### [DOCUMENT TEXT]
◇ ◇ ◇ ◇ ◇
Level-wise, it is desirable that the learning in all levels takes place without using explicit mathematical models [3]. Then, the framework’s generalization resembles intelligent organisms who do not explicitly solve mathematical equations in their brains in order to enable such features (intuitively, we think here about the neuro-muscular control behavior and not about conscience-based cognitive processes developed by humans, which may involve different abstract representations such as models). The hierarchical primitive-based framework is detailed as follows.

At level L1, a nonlinear observability property invoked for the underlying controlled system allows for an equivalent virtual state representation constructed from present and past input–output data samples. This ultimately renders a virtual state–space transformation of the original unknown input–output dynamics system, where the virtual states are fully measurable. This “state” is useable for virtual state-feedback control learning, to ensure many control objectives, among which the linear model-reference matching (or tracking) is very popular. Two compatible approaches have recently been proposed in this context: virtual state-feedback reference tuning (VSFRT) [4] and model-free value iteration reinforcement learning (MFVIRL) [3,4,5]. These two approaches share the same goal of model-reference matching; however, they have very different methodologies and also some different traits: VSFRT is “one-shot” non-iterative in the learning phase, whereas MFVIRL is iterative throughout its learning phase. Both are capable of learning (virtual) state-feedback control, over linearly or nonlinearly parameterized controllers, and over linear or nonlinear unknown dynamical systems. This is a form of implicit model-free feedback linearization where the virtual state-feedback controller learns to cancel the controlled system nonlinearities in order to make the CLCS behave linearly from the refence input to the controlled output. Some recent applications with stability and convergence guarantees for these two techniques are mentioned in [4] for VSFRT and in [5,6] for MFVIRL. We keep in mind that VSFRT stems from the original popular VRFT approach in control systems [7,8,9,10,11,12], whereas MFVIRL is a reinforcement Q-learning approach from the well-known reinforcement learning framework [13,14,15,16,17,18], which is common both with artificial intelligence research [19,20,21,22] and with classical control with a focus on theoretical research [23,24,25,26,27,28,29,30] and applications [31,32,33,34,35,36].
◇ ◇ ◇ ◇ ◇
### [SUPPLIED DATA]
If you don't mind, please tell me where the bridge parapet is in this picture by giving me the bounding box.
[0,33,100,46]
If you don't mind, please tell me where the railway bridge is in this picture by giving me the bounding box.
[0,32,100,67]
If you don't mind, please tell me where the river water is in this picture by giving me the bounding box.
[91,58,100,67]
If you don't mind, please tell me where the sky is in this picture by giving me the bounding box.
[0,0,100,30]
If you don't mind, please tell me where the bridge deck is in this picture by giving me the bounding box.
◇ ◇ ◇ ◇ ◇
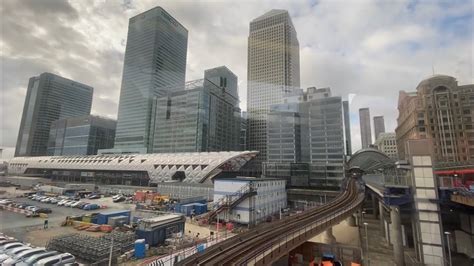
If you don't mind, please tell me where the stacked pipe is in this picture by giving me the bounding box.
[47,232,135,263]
◇ ◇ ◇ ◇ ◇
### [DIRECTIONS]
- 1) In the passage on model-free control learning, which of the two level L1 approaches is non-iterative in its learning phase?
- 2) Write the next part of the passage on model-free control learning, picking up after its last sentence.
The data have no connection to the passage on model-free control learning.

### [RESULTS OF THE EXERCISE]
- 1) Virtual state-feedback reference tuning (VSFRT) is the "one-shot" non-iterative approach.

- 2)
The L2 level learning process relies on the CLCS linearity, allowing for the application of one variant of ILC which is agnostic to the CLCS dynamics, called the experiment-driven model-free ILC (EDMFILC) [1,2,3]. This technique belongs to the popular data-driven ILC approaches [37,38,39,40,41,42] as part of data-driven research [43,44,45,46,47]. Here, the convergence analysis selects a conservative learning gain, based on equivalent CLCS models resulting from the actual reference model and from identified models based on the reusable input–output data.

The L3 level learning brings the idea of motion primitives from robotics towards generalized tracking behavior. There are many known approaches to primitive-based tracking control, both older and more recent [48,49,50,51,52]. Their taxonomy is not studied here because it has been reviewed elsewhere, e.g., in [1,2,3]. Most of these approaches rely on learning control principles in various settings, ranging from security-enabled control system [53,54] to learning control in uncertain environments [55,56] and even iterative learning approach to model predictive control [57]. In the proposed HLF, the primitives are copied, extended, delayed and padded for use, according to the linearity superposition principle, to predict the optimal reference input. It is therefore the superposition principle which ultimately grants the CLCS’s generalization ability.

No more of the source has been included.